▸ Task prompt
Every entry is to be returned as it stands, apart from the pictures.

(Stored items)
=== Section Start ===

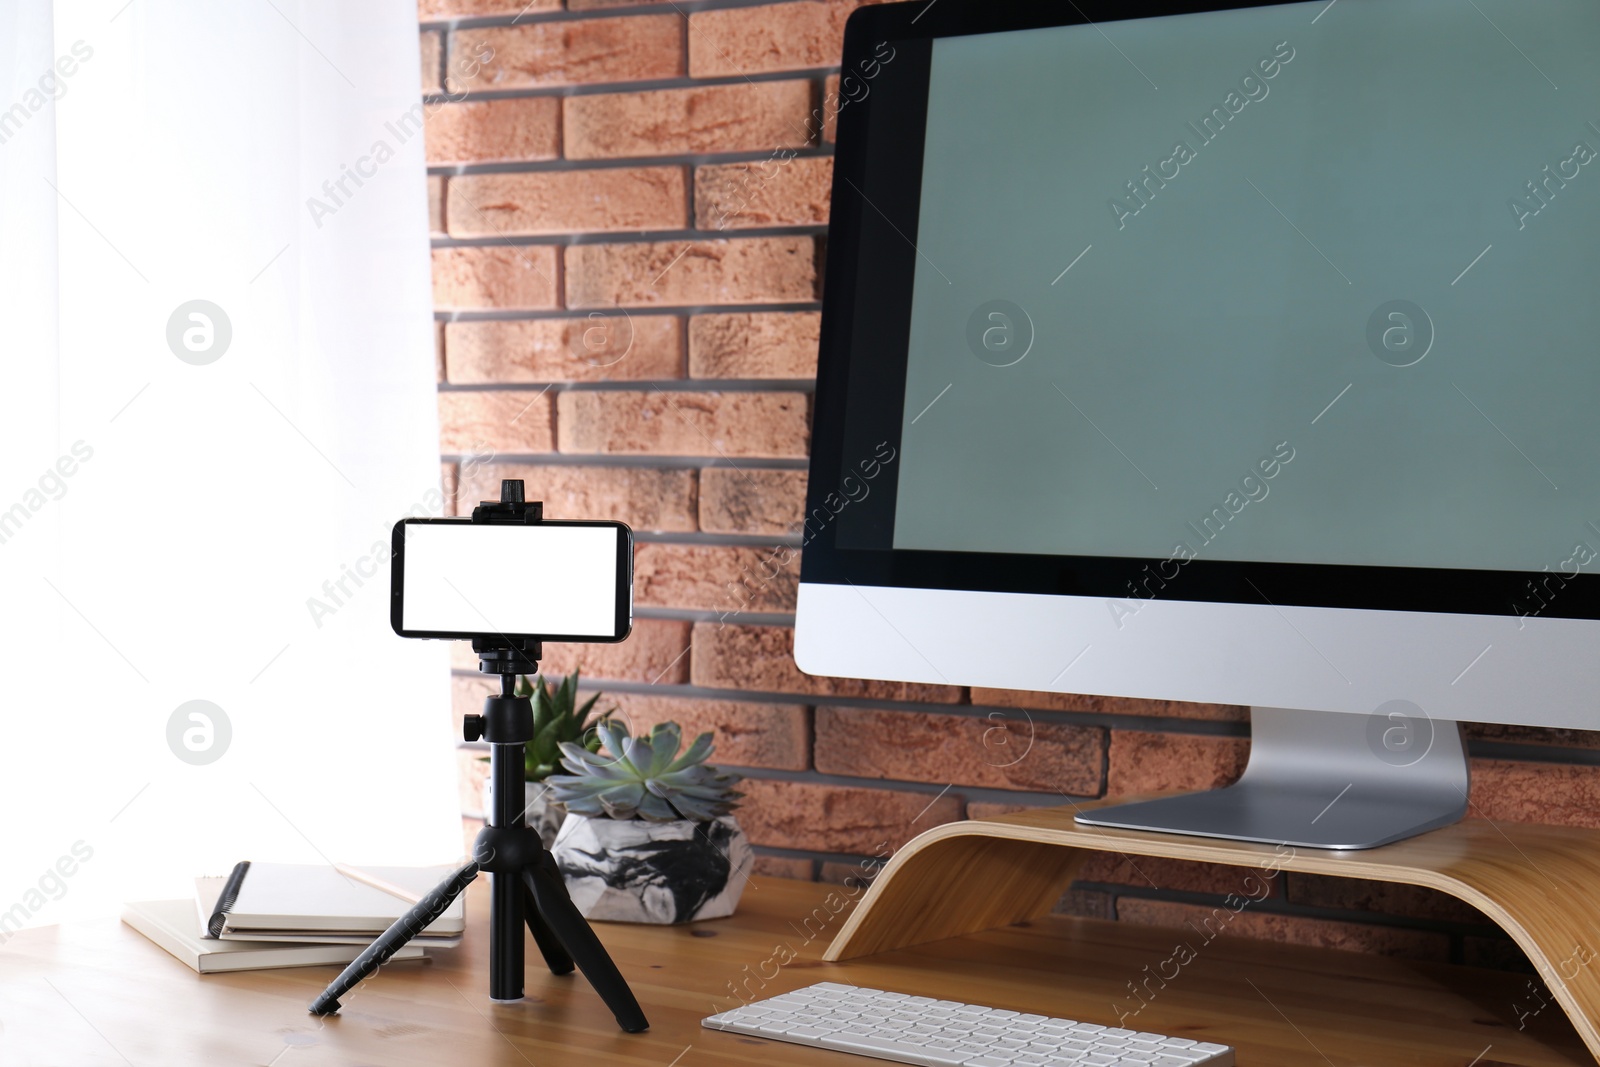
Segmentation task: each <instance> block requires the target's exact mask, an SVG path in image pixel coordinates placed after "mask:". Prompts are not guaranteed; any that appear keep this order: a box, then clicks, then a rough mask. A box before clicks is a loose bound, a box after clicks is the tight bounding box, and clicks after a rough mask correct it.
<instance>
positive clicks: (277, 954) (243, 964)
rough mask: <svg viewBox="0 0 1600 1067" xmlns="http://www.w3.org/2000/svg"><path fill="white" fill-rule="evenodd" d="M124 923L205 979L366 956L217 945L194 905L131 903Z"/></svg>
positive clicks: (297, 949)
mask: <svg viewBox="0 0 1600 1067" xmlns="http://www.w3.org/2000/svg"><path fill="white" fill-rule="evenodd" d="M122 921H125V923H128V925H130V926H133V928H134V929H138V931H139V933H141V934H144V936H146V937H149V939H150V941H154V942H155V944H157V945H160V947H162V949H165V950H166V952H170V953H173V955H174V957H178V958H179V960H182V961H184V963H186V965H187V966H189V969H192V971H198V973H200V974H216V973H221V971H256V969H267V968H285V966H325V965H334V966H342V965H346V963H349V961H350V960H354V958H355V957H357V955H360V953H362V945H344V944H339V945H307V944H283V942H277V941H214V939H210V937H203V936H202V928H200V923H198V921H195V902H194V901H138V902H134V904H126V905H125V907H123V910H122ZM422 955H424V953H422V950H421V949H418V947H416V945H406V947H403V949H400V952H397V953H394V957H390V960H421V958H422Z"/></svg>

=== Section End ===

▸ Exercise solution
Segmentation task: each <instance> block requires the target's exact mask, an SVG path in image pixel coordinates placed after "mask:". Prompts are not guaranteed; any that appear keep this order: a box, then clicks, then a rough mask. A box before clicks is a loose bound, a box after clicks is the tight bounding box, and clicks after a rough mask correct it.
<instance>
positive clicks: (277, 954) (243, 964)
rough mask: <svg viewBox="0 0 1600 1067" xmlns="http://www.w3.org/2000/svg"><path fill="white" fill-rule="evenodd" d="M124 923L205 979L366 956L217 945L194 905L131 903Z"/></svg>
positive clicks: (297, 949)
mask: <svg viewBox="0 0 1600 1067" xmlns="http://www.w3.org/2000/svg"><path fill="white" fill-rule="evenodd" d="M122 921H125V923H128V925H130V926H133V928H134V929H138V931H139V933H141V934H144V936H146V937H149V939H150V941H154V942H155V944H157V945H160V947H162V949H165V950H166V952H170V953H173V955H174V957H178V958H179V960H182V961H184V963H186V965H187V966H189V969H192V971H198V973H200V974H216V973H221V971H256V969H267V968H285V966H325V965H334V966H342V965H346V963H349V961H350V960H354V958H355V957H357V955H360V953H362V945H344V944H339V945H307V944H283V942H277V941H214V939H210V937H203V936H202V928H200V923H198V921H195V902H194V901H138V902H134V904H126V905H125V907H123V910H122ZM422 955H424V953H422V950H421V949H418V947H416V945H406V947H403V949H400V952H397V953H394V957H390V960H421V958H422Z"/></svg>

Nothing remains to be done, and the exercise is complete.